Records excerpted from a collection
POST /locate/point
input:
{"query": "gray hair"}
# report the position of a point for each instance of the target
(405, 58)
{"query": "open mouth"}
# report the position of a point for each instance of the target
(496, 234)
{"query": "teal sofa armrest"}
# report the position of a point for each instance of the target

WHAT TO PRODUCE –
Write the data out again. Match it exactly.

THE COMPLETED TASK –
POST /locate/point
input:
{"query": "gray hair"}
# report the position of a point for each instance of the target
(405, 58)
{"query": "open mouth"}
# report the position of a point for each instance of the target
(496, 234)
{"query": "teal sofa armrest"}
# report the position of a point for each instance of the target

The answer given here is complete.